** start of Text shown **

What’s at Stake in the Ongoing Mortgage Servicing Settlement Negotiations?

Potentially $135 billion or the political demise of the CFPB.

Ahead of the first face-to-face negotiations between major banks and government agencies over a proposed mortgage servicing settlement, additional information is surfacing over the potential scope and scale of the settlement.  An internal presentation by the CFPB to the 50-state Attorneys Generals estimates that mortgage servicers avoided $20 billion in servicing costs by failing to adequately process loan modifications of troubled homeowners, and suggests that a proposed settlement, in addition to or as an alternative to a regulator-imposed penalty, would focus on mandates for principal reduction and short sales for underwater homeowners.

The CFPB estimates that a regulator-proposed $20 billion penalty would have limited effect on the bank’s capital ratios, suggesting that a penalty that size would not adversely affect bank solvency.   However, depending on the extent of borrower eligibility for principal reductions (i.e., how much principal is forgiven) and the number of mandated loan modifications, these mandates could cost servicers and banks anywhere between $7 billion to $135 billion.  It is unclear whether the major servicer banks could absorb a settlement costing $135 billion, although some have already speculated that the true costs could go beyond these estimates.

** end of Text shown **
** start of Data excerpts **

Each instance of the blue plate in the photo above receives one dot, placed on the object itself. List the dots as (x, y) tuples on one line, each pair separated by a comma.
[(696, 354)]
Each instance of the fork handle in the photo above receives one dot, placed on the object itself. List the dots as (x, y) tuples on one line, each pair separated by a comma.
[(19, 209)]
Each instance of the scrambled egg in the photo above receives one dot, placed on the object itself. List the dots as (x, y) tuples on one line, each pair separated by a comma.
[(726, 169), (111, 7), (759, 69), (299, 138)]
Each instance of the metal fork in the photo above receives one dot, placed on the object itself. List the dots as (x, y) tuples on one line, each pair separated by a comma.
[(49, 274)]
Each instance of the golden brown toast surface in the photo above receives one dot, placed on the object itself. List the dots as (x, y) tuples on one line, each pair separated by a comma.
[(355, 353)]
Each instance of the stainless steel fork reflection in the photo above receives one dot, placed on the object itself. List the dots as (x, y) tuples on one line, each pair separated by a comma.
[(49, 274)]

** end of Data excerpts **
** start of Data excerpts **

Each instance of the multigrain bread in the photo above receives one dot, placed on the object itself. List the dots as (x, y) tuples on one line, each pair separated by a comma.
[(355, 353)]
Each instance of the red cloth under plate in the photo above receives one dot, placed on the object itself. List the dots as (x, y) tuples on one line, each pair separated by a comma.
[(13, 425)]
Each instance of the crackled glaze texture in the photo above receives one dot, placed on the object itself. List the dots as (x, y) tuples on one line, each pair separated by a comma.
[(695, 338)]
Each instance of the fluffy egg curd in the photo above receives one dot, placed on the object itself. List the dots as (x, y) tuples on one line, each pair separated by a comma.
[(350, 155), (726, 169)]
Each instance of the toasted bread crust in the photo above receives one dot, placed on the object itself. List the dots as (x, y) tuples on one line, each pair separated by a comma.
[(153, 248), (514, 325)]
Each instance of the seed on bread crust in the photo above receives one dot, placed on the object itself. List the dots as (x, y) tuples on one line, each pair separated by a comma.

** end of Data excerpts **
** start of Data excerpts **

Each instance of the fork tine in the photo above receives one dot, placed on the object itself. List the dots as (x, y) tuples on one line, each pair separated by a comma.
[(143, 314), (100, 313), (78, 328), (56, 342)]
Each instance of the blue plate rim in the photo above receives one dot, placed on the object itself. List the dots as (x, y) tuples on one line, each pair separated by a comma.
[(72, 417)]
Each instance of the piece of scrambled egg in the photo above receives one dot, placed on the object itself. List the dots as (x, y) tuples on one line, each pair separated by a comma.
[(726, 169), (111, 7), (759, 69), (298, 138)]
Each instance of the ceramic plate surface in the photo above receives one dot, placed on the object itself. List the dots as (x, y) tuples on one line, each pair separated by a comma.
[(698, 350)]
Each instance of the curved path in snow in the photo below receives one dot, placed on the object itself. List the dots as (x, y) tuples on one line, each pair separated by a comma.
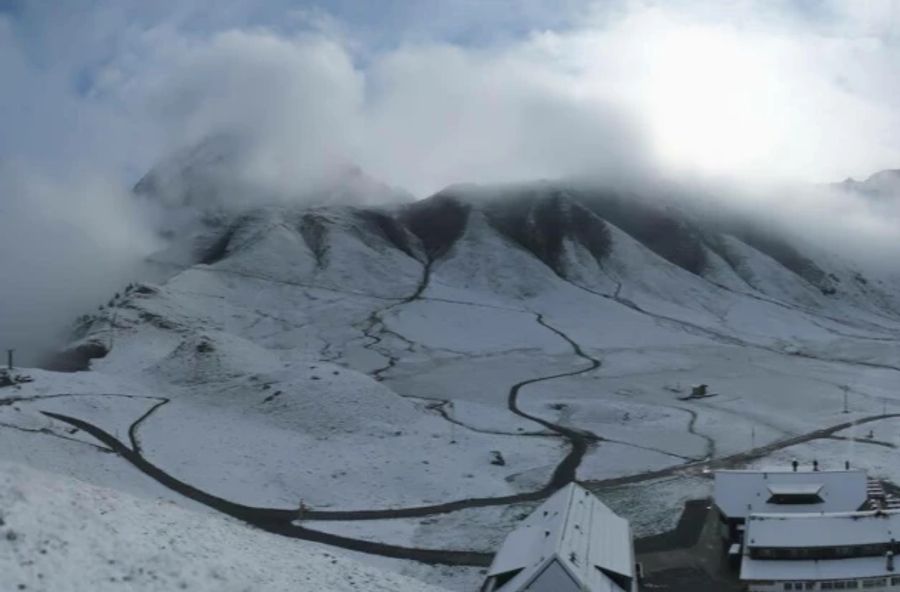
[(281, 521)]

** end of Data excerpts **

• **Stated goal**
Can you reproduce the mortgage servicing settlement article above in full, word for word and with the same punctuation?

• **Answer for this exercise**
What’s at Stake in the Ongoing Mortgage Servicing Settlement Negotiations?

Potentially $135 billion or the political demise of the CFPB.

Ahead of the first face-to-face negotiations between major banks and government agencies over a proposed mortgage servicing settlement, additional information is surfacing over the potential scope and scale of the settlement.  An internal presentation by the CFPB to the 50-state Attorneys Generals estimates that mortgage servicers avoided $20 billion in servicing costs by failing to adequately process loan modifications of troubled homeowners, and suggests that a proposed settlement, in addition to or as an alternative to a regulator-imposed penalty, would focus on mandates for principal reduction and short sales for underwater homeowners.

The CFPB estimates that a regulator-proposed $20 billion penalty would have limited effect on the bank’s capital ratios, suggesting that a penalty that size would not adversely affect bank solvency.   However, depending on the extent of borrower eligibility for principal reductions (i.e., how much principal is forgiven) and the number of mandated loan modifications, these mandates could cost servicers and banks anywhere between $7 billion to $135 billion.  It is unclear whether the major servicer banks could absorb a settlement costing $135 billion, although some have already speculated that the true costs could go beyond these estimates.